### Task requirements
Once you have read the records, output them exactly.

- - - -

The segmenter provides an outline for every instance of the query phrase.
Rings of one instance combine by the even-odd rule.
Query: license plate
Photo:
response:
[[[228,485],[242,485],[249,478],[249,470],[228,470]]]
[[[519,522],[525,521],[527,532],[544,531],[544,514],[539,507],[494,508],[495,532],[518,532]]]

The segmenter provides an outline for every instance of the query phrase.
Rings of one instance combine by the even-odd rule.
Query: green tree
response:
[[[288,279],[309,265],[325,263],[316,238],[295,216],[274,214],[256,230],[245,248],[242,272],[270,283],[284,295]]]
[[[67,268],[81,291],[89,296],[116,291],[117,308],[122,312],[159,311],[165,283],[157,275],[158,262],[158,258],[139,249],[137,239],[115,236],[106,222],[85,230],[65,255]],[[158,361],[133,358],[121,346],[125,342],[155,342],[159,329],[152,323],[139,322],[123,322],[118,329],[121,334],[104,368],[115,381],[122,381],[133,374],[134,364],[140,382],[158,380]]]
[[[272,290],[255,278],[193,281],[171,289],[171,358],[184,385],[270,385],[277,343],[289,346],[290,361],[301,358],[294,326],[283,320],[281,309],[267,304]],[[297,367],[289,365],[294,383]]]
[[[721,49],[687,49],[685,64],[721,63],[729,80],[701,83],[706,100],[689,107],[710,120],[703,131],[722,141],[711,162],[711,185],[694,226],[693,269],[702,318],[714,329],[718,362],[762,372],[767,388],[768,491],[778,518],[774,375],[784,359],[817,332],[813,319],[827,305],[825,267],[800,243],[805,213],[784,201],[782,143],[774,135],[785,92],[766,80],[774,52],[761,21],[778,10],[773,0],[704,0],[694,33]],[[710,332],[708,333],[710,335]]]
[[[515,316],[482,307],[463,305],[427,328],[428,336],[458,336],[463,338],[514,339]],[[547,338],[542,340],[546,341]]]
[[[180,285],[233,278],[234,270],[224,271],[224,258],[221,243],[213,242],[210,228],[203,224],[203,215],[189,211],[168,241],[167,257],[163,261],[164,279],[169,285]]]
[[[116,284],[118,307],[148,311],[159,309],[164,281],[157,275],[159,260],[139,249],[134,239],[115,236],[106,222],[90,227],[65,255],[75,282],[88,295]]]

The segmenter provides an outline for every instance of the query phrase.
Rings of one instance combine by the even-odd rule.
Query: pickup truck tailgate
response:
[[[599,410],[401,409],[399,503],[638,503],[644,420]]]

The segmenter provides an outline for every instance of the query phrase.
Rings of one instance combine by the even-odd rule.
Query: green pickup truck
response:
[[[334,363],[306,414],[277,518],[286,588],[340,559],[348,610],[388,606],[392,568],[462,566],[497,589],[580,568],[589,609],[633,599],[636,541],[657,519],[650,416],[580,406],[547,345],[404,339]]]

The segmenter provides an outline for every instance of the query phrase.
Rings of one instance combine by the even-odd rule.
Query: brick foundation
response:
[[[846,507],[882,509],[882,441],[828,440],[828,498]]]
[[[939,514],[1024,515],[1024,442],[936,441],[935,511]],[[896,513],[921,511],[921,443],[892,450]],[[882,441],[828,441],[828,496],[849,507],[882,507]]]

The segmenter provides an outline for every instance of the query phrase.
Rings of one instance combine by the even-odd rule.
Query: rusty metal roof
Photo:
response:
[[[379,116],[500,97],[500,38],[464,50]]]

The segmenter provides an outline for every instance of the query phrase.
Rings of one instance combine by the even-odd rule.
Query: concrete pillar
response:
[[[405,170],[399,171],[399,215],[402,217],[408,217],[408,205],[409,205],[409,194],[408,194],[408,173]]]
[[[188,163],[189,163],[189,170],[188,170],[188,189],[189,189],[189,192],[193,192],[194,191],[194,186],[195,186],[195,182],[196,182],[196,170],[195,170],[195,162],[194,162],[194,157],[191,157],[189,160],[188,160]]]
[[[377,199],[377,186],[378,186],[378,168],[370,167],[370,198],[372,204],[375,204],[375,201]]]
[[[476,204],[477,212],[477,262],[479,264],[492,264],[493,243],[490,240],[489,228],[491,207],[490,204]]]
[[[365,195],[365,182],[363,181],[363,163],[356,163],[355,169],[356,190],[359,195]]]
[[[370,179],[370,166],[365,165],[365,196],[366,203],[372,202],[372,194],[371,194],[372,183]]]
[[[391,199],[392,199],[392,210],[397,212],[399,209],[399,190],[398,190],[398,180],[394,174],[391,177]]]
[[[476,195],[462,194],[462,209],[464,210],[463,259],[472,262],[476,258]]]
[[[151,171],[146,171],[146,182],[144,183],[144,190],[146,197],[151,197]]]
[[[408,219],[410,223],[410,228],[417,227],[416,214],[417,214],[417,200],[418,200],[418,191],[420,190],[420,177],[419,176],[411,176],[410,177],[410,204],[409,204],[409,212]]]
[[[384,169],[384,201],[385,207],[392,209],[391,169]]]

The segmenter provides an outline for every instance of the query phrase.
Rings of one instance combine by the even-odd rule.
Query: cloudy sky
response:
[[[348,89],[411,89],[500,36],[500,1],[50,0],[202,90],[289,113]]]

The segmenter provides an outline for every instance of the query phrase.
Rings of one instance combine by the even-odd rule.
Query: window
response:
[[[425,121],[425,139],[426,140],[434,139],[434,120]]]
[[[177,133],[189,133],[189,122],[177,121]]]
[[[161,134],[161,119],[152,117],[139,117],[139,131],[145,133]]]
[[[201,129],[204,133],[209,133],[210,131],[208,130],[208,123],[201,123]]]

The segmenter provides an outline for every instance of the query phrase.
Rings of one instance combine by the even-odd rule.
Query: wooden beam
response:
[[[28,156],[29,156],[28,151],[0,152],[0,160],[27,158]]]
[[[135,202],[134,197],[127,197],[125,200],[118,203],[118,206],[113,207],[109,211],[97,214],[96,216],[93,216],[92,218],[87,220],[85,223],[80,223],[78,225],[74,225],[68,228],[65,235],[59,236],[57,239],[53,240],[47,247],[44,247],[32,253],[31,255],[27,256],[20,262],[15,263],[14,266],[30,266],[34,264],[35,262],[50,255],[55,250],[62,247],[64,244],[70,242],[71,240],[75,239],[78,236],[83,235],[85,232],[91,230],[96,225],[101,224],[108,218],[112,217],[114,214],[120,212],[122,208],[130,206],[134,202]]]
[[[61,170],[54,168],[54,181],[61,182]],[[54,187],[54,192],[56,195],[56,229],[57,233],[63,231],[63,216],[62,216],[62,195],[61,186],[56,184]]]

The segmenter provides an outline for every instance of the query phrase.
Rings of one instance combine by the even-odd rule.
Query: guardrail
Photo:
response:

- - - -

### Expected answer
The segmenter provides an outline for every instance of the query phrase.
Rings of one instance combine by the even-odd rule.
Query: license plate
Photo:
response:
[[[228,485],[242,485],[249,478],[249,470],[228,470]]]
[[[519,522],[525,521],[527,532],[544,531],[544,514],[539,507],[494,508],[495,532],[518,532]]]

The segmenter provides an outline for every instance of the query phrase.
Rings of one instance combine by the even-odd rule.
Query: green tree
response:
[[[288,279],[309,265],[325,263],[316,238],[295,216],[274,214],[256,230],[245,248],[242,272],[270,283],[284,295]]]
[[[67,268],[81,291],[89,296],[116,291],[117,308],[122,312],[159,311],[165,283],[157,275],[158,262],[158,258],[139,249],[137,239],[115,236],[106,222],[85,230],[65,255]],[[158,361],[133,358],[121,346],[125,342],[155,342],[159,329],[152,323],[139,322],[123,322],[118,329],[121,334],[104,368],[115,381],[122,381],[133,374],[134,364],[140,382],[158,380]]]
[[[272,290],[255,278],[193,281],[171,289],[171,358],[184,385],[270,385],[277,343],[289,346],[290,361],[301,358],[294,326],[283,320],[281,309],[267,304]],[[297,367],[289,365],[294,383]]]
[[[721,49],[687,49],[685,64],[721,63],[729,80],[701,83],[706,100],[689,107],[710,120],[703,131],[722,141],[711,162],[711,185],[694,226],[693,269],[702,318],[714,329],[718,362],[762,372],[767,388],[768,491],[778,518],[774,375],[784,359],[817,332],[813,319],[827,305],[825,267],[800,243],[805,213],[784,201],[782,143],[774,135],[785,92],[766,80],[774,52],[761,21],[778,10],[773,0],[704,0],[694,33]],[[710,332],[708,333],[710,335]]]
[[[515,316],[482,307],[463,305],[427,328],[428,336],[458,336],[463,338],[514,339]],[[547,338],[542,340],[546,341]]]
[[[180,285],[233,278],[234,270],[224,271],[224,258],[221,243],[213,242],[210,228],[203,224],[203,215],[189,211],[168,241],[167,257],[163,261],[164,279],[169,285]]]
[[[116,284],[118,307],[148,311],[159,309],[164,281],[157,275],[159,260],[139,249],[134,239],[115,236],[106,222],[90,227],[65,255],[75,282],[88,295]]]

The segmenter provides an outline for every instance of the query phrase.
Rings of one instance combine by the even-odd rule.
Query: pickup truck tailgate
response:
[[[599,410],[401,409],[399,503],[638,503],[644,420]]]

The segmenter provides an outline for every instance of the query phrase.
Rings of one instance combine by the even-odd rule.
Query: green pickup truck
response:
[[[334,363],[306,414],[277,518],[286,588],[340,559],[348,610],[388,606],[392,568],[462,566],[497,589],[580,568],[589,609],[633,599],[636,541],[657,519],[650,416],[580,406],[547,345],[404,339]]]

The segmenter provides an outline for every instance of the query phrase.
Rings of one instance combine by the even-odd rule.
Query: brick foundation
response:
[[[846,507],[882,509],[882,441],[828,440],[828,498]]]
[[[939,514],[1024,515],[1024,442],[936,441],[935,511]],[[896,513],[921,511],[921,443],[892,450]],[[882,441],[828,441],[828,496],[849,507],[882,507]]]

The segmenter provides an outline for every instance of the query phrase.
Rings of one instance combine by the even-odd rule.
Query: rusty metal roof
Photo:
response:
[[[379,116],[500,97],[500,38],[464,50]]]

The segmenter provides an outline for every instance of the query phrase.
Rings of one instance combine by the even-odd rule.
Query: concrete pillar
response:
[[[405,170],[399,171],[399,215],[402,217],[408,217],[408,205],[409,205],[409,194],[408,194],[408,173]]]
[[[188,163],[189,163],[189,170],[188,170],[188,189],[189,189],[189,192],[193,192],[194,191],[194,186],[195,186],[195,182],[196,182],[196,170],[195,170],[195,162],[194,162],[194,157],[191,157],[189,160],[188,160]]]
[[[377,199],[377,186],[378,186],[378,168],[370,167],[370,198],[372,204],[375,204],[375,201]]]
[[[476,204],[477,212],[477,262],[479,264],[492,264],[493,243],[490,240],[489,228],[491,207],[490,204]]]
[[[365,195],[365,182],[363,181],[363,163],[356,163],[355,169],[356,190],[359,195]]]
[[[370,179],[370,166],[365,165],[365,196],[366,203],[372,202],[372,194],[371,194],[372,183]]]
[[[391,199],[392,199],[392,210],[397,212],[399,209],[399,190],[398,190],[398,180],[394,174],[391,177]]]
[[[476,195],[462,194],[462,209],[464,210],[463,259],[472,262],[476,258]]]
[[[151,171],[146,171],[146,182],[144,183],[144,190],[146,197],[151,197]]]
[[[408,219],[410,223],[410,228],[417,227],[416,214],[417,214],[417,200],[418,200],[418,191],[420,190],[420,177],[419,176],[411,176],[410,177],[410,204],[409,204],[409,212]]]
[[[384,169],[384,201],[385,207],[392,209],[391,169]]]

The segmenter provides an outline for every instance of the query phrase.
Rings of one instance combine by the even-odd rule.
Query: cloudy sky
response:
[[[348,89],[411,89],[500,36],[500,1],[50,0],[202,90],[289,113]]]

The segmenter provides an outline for every instance of the query phrase.
Rings of one instance combine by the even-odd rule.
Query: window
response:
[[[425,121],[425,139],[426,140],[434,139],[434,120]]]
[[[177,133],[189,133],[189,122],[177,121]]]
[[[161,134],[161,119],[152,117],[139,117],[139,131],[145,133]]]
[[[201,129],[204,133],[209,133],[210,131],[208,130],[208,123],[201,123]]]

The segmenter provides an outline for every instance of the query phrase.
Rings of one instance combine by the even-odd rule.
Query: wooden beam
response:
[[[28,156],[29,156],[28,151],[0,152],[0,160],[27,158]]]
[[[135,202],[134,197],[127,197],[125,200],[118,203],[118,206],[113,207],[109,211],[97,214],[96,216],[93,216],[92,218],[87,220],[85,223],[80,223],[78,225],[74,225],[68,228],[65,235],[59,236],[57,239],[53,240],[47,247],[44,247],[32,253],[31,255],[27,256],[20,262],[15,263],[14,266],[30,266],[34,264],[35,262],[50,255],[55,250],[62,247],[64,244],[70,242],[71,240],[75,239],[78,236],[83,235],[85,232],[91,230],[96,225],[101,224],[108,218],[112,217],[114,214],[120,212],[122,208],[130,206],[134,202]]]
[[[61,170],[54,168],[54,181],[61,182]],[[54,187],[54,192],[56,195],[56,229],[57,233],[63,231],[63,216],[62,216],[62,195],[61,186],[56,184]]]

The segmenter provides an outline for every instance of the query phrase.
Rings of one instance combine by the even-odd rule.
Query: guardrail
Photo:
response:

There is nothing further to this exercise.